[Start of Record excerpts]

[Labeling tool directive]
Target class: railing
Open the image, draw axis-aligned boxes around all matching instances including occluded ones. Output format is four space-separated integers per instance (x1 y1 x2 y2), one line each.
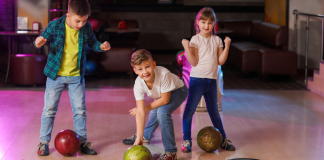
293 10 324 85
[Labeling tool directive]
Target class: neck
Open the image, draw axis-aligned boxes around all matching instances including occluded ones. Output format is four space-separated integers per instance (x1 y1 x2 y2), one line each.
145 74 155 85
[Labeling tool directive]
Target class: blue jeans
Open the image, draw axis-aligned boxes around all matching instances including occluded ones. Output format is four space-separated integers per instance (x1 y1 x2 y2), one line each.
40 76 87 142
143 85 188 153
182 77 226 140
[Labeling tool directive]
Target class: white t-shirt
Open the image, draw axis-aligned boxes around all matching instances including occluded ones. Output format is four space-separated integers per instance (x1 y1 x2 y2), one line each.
134 66 184 100
189 34 223 79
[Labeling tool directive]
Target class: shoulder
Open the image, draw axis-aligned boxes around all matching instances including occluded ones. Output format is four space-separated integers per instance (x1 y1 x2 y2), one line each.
156 66 170 75
191 34 199 40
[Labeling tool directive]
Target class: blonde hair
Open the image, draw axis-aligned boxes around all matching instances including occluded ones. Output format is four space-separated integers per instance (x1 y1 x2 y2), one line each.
195 7 217 34
131 49 153 67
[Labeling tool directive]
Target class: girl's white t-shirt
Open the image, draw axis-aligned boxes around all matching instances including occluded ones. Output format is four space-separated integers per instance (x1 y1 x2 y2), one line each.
189 34 223 79
134 66 184 100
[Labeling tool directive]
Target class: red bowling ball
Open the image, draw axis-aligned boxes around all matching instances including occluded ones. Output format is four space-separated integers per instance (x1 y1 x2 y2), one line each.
54 129 81 156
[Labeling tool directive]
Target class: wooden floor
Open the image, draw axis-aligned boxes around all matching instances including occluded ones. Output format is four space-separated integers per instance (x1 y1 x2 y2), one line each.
0 89 324 160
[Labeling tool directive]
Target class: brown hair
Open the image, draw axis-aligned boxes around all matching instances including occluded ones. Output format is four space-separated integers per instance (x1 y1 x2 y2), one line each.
131 49 153 67
68 0 91 16
195 7 217 34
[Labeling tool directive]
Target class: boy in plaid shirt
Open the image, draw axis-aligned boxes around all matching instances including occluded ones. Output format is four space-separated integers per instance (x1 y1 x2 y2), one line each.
34 0 110 156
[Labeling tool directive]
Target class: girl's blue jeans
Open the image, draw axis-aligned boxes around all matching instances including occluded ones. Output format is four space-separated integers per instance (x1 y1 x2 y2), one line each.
182 77 226 141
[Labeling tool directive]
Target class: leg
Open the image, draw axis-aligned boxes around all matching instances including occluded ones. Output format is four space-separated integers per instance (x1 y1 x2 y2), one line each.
182 77 205 141
40 77 66 142
143 109 159 140
157 86 188 153
68 76 87 143
204 79 226 138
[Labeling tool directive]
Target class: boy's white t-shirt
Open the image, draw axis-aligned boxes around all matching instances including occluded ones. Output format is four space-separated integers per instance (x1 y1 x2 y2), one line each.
134 66 184 100
189 34 223 79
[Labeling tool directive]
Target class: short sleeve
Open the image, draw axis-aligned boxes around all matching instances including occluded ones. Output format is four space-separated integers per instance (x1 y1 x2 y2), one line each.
189 36 198 49
133 81 145 101
161 71 178 93
216 36 224 47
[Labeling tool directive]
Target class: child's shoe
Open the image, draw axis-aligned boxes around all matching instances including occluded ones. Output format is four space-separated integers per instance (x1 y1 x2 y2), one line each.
181 140 192 153
123 134 150 145
158 152 177 160
37 142 49 156
221 138 235 151
79 142 97 155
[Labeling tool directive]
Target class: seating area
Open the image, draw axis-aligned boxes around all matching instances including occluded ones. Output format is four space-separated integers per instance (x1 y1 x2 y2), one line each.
219 20 297 78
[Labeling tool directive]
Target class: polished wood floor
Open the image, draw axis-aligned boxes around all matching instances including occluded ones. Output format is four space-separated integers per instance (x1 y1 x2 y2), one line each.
0 89 324 160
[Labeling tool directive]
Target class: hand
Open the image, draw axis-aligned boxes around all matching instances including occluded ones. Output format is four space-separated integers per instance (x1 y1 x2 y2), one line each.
129 108 137 117
35 36 47 48
182 39 189 47
133 137 143 146
100 41 111 51
224 36 232 47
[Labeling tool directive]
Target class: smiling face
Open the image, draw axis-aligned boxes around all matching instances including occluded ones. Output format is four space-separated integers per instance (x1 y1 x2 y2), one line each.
134 59 156 83
66 13 89 30
198 19 215 34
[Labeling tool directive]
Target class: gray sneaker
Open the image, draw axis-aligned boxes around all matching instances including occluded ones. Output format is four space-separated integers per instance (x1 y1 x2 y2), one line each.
37 142 49 156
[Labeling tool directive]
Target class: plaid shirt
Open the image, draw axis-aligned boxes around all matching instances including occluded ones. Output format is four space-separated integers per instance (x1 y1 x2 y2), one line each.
34 15 104 83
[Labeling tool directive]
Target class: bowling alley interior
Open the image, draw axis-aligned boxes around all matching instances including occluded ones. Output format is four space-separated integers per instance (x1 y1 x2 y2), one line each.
0 0 324 160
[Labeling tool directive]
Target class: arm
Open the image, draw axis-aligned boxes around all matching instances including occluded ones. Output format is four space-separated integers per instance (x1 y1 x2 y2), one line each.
217 37 231 65
145 92 171 111
134 99 145 145
182 39 199 66
129 91 171 117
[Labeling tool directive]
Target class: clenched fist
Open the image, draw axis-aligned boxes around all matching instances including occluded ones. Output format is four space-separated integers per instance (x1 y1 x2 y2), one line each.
35 36 47 48
100 41 111 51
182 39 189 47
224 36 232 47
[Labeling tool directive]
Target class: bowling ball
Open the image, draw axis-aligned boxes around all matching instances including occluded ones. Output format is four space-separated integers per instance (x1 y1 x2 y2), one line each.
54 129 81 156
88 18 99 31
197 126 223 152
124 145 153 160
85 61 96 75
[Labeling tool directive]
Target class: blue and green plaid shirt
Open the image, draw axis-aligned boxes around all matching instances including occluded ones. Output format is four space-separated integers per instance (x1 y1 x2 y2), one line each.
34 15 104 83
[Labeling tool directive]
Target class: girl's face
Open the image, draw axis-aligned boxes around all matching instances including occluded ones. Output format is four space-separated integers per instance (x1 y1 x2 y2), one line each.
198 19 215 34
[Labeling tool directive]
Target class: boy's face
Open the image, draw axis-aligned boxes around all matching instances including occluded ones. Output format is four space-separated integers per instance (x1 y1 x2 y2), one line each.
198 20 214 34
66 13 88 30
134 59 156 82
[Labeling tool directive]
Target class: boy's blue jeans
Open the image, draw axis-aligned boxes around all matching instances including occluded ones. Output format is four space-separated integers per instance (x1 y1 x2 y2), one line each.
182 77 226 141
143 85 188 153
40 76 87 142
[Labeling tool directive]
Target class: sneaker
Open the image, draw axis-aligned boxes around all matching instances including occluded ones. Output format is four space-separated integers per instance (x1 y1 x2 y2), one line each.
158 152 177 160
221 138 235 151
37 142 49 156
181 140 192 153
123 134 150 145
79 142 97 155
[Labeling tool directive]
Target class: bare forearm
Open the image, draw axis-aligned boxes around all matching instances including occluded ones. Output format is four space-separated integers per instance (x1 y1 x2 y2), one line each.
145 98 169 111
136 110 145 139
184 46 198 66
218 46 229 65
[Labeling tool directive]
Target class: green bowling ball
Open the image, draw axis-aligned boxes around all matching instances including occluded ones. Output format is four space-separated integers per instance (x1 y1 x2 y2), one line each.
124 145 152 160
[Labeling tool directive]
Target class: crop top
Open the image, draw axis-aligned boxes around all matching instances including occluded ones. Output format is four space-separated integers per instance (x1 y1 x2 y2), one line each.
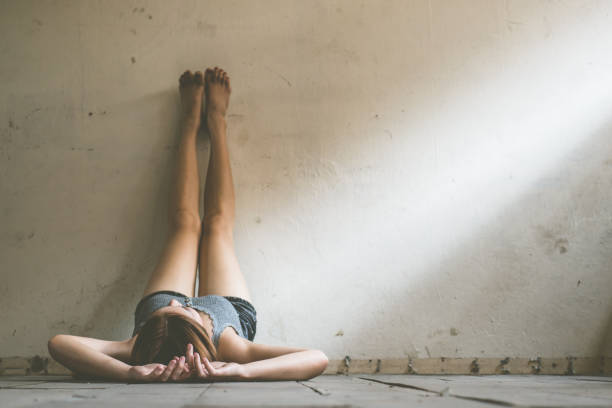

[End of Record excerpts]

Find every line in the records above that contains the word "floor", and copy each such line out in full. Case counts.

Expected answer ▸
Target class: wooden floor
Target class: polished wood floor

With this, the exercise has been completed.